- **DO THIS**:
Copy every line of the listing below from its start down to the line containing "<point>128,194</point>", multiplying each point coordinate in the answers by 1.4 and rounding to whole numbers with halves going up. Leave the pictures out.

[Items drawn from a data source]
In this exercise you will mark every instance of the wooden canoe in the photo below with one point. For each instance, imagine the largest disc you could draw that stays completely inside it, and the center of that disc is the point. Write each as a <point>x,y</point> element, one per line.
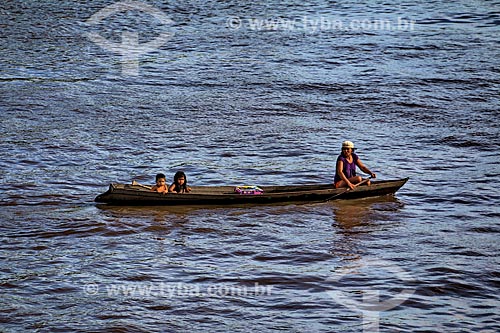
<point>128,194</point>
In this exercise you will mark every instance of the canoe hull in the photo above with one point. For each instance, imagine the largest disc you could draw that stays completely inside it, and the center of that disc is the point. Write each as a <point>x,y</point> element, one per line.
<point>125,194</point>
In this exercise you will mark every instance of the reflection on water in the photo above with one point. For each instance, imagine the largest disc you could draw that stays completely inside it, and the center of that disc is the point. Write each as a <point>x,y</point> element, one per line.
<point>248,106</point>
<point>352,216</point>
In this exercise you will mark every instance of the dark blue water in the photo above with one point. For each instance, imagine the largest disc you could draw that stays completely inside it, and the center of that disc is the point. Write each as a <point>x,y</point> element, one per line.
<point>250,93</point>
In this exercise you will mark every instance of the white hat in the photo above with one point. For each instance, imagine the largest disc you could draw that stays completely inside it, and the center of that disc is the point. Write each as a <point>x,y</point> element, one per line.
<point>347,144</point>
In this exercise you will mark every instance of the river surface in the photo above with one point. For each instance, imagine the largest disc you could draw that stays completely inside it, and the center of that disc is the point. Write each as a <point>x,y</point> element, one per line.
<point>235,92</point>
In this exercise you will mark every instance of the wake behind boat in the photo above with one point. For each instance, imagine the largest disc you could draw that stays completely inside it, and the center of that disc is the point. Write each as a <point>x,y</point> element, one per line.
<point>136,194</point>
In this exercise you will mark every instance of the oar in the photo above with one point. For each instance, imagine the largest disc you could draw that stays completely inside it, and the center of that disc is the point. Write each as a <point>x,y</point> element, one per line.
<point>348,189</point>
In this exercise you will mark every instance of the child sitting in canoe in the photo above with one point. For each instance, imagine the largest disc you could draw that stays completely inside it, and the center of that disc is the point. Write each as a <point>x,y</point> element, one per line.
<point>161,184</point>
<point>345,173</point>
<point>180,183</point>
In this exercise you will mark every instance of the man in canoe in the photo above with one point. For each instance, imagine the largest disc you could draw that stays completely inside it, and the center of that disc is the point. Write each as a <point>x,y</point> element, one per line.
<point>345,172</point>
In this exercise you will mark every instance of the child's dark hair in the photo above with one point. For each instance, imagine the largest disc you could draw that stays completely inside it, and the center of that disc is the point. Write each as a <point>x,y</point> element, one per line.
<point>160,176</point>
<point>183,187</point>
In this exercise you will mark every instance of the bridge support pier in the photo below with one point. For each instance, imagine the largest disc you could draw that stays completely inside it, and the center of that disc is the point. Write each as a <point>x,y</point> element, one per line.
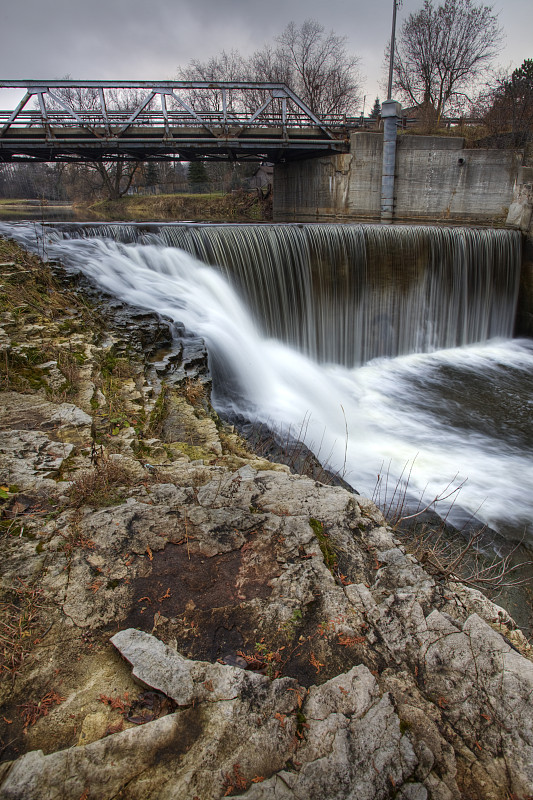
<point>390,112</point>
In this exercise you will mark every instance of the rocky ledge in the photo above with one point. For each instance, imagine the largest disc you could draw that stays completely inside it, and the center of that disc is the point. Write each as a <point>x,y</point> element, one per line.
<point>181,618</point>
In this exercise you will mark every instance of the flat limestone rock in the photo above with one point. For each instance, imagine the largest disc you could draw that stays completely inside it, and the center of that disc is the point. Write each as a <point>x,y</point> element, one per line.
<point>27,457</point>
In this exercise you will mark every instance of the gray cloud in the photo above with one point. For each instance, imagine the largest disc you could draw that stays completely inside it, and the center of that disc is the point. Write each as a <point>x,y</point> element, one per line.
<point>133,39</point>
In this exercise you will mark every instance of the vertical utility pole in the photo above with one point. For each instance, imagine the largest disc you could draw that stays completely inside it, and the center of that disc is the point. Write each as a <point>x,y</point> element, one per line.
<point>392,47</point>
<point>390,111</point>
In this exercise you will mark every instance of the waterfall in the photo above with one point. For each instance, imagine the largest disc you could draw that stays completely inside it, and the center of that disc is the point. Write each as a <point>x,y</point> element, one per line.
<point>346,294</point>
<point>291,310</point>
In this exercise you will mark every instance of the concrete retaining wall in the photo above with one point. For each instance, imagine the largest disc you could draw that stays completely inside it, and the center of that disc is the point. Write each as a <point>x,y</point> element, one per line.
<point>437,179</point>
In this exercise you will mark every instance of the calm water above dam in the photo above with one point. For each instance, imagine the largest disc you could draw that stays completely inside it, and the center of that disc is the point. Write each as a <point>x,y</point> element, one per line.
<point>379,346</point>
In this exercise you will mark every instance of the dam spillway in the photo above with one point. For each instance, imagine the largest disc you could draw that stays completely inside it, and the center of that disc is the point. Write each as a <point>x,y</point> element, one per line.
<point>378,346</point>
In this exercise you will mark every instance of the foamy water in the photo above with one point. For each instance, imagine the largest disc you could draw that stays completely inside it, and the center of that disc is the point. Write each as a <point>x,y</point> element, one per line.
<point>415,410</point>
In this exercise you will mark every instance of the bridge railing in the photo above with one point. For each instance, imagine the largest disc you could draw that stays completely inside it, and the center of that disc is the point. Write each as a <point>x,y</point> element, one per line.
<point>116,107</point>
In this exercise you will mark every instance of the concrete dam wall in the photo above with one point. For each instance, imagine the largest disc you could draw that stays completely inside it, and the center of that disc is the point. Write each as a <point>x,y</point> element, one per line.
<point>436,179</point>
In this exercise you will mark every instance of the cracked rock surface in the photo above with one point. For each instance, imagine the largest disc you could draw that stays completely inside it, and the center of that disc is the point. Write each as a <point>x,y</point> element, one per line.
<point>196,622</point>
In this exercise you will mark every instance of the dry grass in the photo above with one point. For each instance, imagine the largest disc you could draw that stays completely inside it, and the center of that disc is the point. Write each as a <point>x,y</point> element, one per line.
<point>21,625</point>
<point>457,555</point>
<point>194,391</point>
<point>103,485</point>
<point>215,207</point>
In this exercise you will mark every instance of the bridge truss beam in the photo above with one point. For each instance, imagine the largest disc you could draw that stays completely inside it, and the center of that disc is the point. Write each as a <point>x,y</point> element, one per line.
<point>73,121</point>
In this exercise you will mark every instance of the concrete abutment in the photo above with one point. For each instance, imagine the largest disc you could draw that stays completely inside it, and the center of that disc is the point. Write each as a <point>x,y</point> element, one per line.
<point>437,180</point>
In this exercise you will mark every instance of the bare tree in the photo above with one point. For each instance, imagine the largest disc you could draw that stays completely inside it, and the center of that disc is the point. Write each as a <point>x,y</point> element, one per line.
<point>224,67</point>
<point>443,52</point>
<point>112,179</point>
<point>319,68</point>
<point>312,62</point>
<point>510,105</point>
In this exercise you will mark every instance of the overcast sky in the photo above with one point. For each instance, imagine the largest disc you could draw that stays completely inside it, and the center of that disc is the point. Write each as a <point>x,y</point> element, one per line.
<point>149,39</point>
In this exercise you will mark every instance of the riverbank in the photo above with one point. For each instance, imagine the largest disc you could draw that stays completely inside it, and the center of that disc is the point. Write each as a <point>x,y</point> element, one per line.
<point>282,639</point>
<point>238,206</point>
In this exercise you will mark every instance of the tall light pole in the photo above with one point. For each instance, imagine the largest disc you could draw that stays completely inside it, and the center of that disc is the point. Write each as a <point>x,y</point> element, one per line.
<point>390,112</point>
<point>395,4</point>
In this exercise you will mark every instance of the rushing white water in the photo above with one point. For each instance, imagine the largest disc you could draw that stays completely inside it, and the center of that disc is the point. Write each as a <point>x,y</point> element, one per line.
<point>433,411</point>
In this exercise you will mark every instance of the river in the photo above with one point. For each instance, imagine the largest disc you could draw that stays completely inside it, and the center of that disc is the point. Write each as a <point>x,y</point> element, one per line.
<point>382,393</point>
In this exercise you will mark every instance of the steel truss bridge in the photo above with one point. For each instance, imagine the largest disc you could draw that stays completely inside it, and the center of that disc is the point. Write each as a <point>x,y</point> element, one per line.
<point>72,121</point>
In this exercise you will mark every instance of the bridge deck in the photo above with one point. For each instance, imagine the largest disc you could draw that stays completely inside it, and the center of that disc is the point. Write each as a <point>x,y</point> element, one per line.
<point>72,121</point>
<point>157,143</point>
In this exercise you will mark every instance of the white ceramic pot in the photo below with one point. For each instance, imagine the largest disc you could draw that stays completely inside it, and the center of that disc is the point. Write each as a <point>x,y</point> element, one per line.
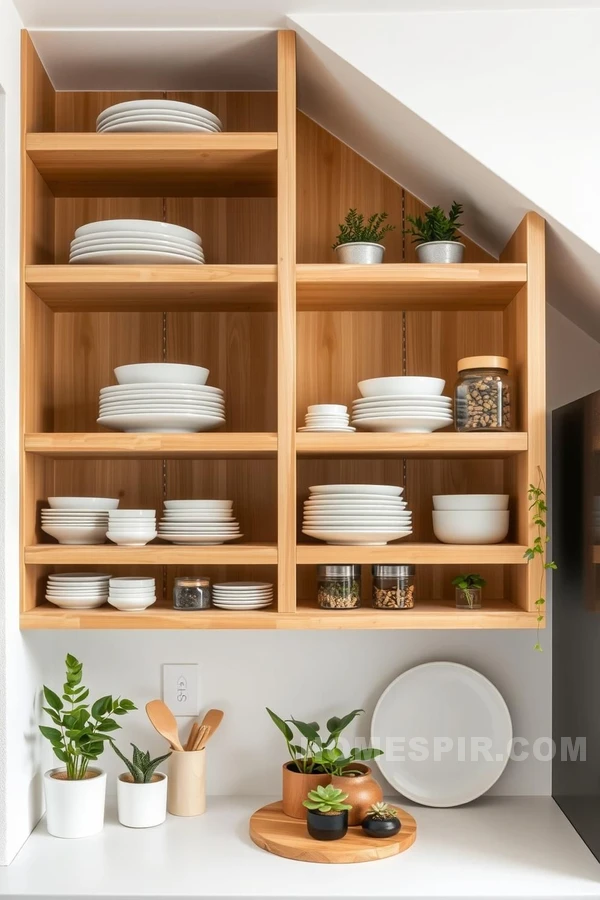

- **THE COMPLETED TASK**:
In this exercise you will mark every instance of the wooden canoe in the photo below with one point. For each instance, imagine the largest disc you could draw that stays completely inside it, and the center of that disc is the point. Write each as a <point>x,y</point> element, one per line.
<point>179,272</point>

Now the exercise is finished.